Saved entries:
::::::

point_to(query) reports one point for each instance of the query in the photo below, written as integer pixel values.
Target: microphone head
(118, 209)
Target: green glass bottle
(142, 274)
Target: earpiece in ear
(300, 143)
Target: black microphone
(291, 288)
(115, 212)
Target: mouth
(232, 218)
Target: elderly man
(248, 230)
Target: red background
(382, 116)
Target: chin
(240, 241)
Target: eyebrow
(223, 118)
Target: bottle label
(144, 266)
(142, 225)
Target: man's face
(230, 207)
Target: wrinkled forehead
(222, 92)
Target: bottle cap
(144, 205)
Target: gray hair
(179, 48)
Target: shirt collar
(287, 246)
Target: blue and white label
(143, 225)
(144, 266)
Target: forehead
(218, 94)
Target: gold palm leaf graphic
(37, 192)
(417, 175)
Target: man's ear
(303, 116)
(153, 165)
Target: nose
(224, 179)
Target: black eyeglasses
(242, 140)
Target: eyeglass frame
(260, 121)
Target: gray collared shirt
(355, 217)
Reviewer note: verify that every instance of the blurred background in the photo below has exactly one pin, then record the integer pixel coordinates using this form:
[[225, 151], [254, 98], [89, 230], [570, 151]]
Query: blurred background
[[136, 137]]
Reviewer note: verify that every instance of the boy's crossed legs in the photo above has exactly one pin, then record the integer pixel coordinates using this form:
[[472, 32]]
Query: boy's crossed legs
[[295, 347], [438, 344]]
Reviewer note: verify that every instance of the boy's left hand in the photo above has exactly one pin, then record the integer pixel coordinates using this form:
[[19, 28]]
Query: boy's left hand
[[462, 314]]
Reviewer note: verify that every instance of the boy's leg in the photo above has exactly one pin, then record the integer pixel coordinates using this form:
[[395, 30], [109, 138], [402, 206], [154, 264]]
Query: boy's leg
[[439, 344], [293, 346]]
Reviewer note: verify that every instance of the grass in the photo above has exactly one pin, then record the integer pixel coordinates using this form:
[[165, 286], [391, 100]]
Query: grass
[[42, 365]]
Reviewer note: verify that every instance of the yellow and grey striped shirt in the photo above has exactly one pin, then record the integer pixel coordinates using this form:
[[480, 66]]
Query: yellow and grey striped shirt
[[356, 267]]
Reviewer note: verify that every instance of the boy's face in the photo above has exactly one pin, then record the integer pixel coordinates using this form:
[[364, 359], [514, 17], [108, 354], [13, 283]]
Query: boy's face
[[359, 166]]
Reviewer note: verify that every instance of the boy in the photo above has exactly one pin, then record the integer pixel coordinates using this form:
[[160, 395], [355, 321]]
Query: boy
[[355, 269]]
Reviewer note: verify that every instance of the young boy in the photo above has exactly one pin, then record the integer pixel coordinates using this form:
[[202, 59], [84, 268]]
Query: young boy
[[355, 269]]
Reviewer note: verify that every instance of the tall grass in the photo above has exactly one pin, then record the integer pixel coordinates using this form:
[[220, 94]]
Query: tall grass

::::::

Produce a word-for-word restatement of all the records.

point_to(query) reports one point for each instance of the query in the photo below, written as integer pixel values.
Target: microphone head
(118, 209)
Target: green glass bottle
(142, 274)
Target: earpiece in ear
(300, 143)
Target: black microphone
(291, 288)
(115, 212)
Target: mouth
(232, 218)
Target: elderly man
(248, 230)
Target: red background
(382, 116)
Target: chin
(240, 241)
Target: eyebrow
(223, 118)
Target: bottle label
(144, 266)
(142, 225)
Target: man's face
(230, 207)
Target: wrinkled forehead
(222, 92)
Target: bottle cap
(144, 205)
Target: gray hair
(179, 48)
Target: shirt collar
(287, 246)
Target: blue and white label
(143, 225)
(144, 266)
Target: forehead
(218, 94)
Target: gold palm leaf graphic
(37, 192)
(417, 175)
Target: man's ear
(303, 116)
(153, 165)
Target: nose
(224, 179)
Target: black eyeglasses
(242, 140)
Target: eyeglass frame
(260, 121)
Target: gray collared shirt
(355, 217)
Reviewer note: verify that every instance of the blurred background in the photo below has exactly one pin, then record the integer pixel coordinates using this form:
[[225, 151], [254, 98], [89, 230], [570, 151]]
Query: blurred background
[[136, 137]]
Reviewer note: verify that every instance of the boy's crossed legs in the photo above has exactly one pin, then record the integer pixel coordinates using this form:
[[472, 32]]
Query: boy's crossed legs
[[295, 347], [438, 344]]
Reviewer note: verify that every instance of the boy's left hand in the photo above has exactly one pin, then record the integer pixel coordinates using this form:
[[19, 28]]
Query: boy's left hand
[[462, 314]]
Reviewer note: verify that every instance of the boy's leg in the photo above has exactly one pin, then record the integer pixel coordinates using this form:
[[395, 30], [109, 138], [402, 206], [154, 264]]
Query: boy's leg
[[439, 344], [293, 346]]
Reviewer note: verify that every instance of the grass in the photo above has exactly one pin, then record the integer pixel coordinates using this form:
[[165, 286], [391, 100]]
Query: grass
[[42, 365]]
Reviewer note: verify that every instance of the yellow and grey striped shirt in the photo above has exactly one pin, then record the integer pixel coordinates using this form:
[[480, 66]]
Query: yellow and grey striped shirt
[[356, 267]]
Reviewer note: verify that every instance of the boy's face in the photo above has exactly one pin, then record the integer pixel coordinates using this form:
[[364, 359], [514, 17], [108, 354], [13, 283]]
Query: boy's face
[[359, 166]]
Reviewer note: verify that every instance of the boy in the photo above has exactly one pin, then record the integer pixel coordinates using this form:
[[160, 395], [355, 321]]
Query: boy
[[355, 269]]
Reviewer note: verify that every instance of the young boy in the photo above has exactly one pin, then record the integer pixel coordinates using this form:
[[202, 59], [84, 268]]
Query: young boy
[[355, 269]]
Reviewer note: verify that every instance of the tall grass in the photo above has exactly one pin, then record the integer pixel coordinates using this form:
[[220, 94]]
Query: tall grass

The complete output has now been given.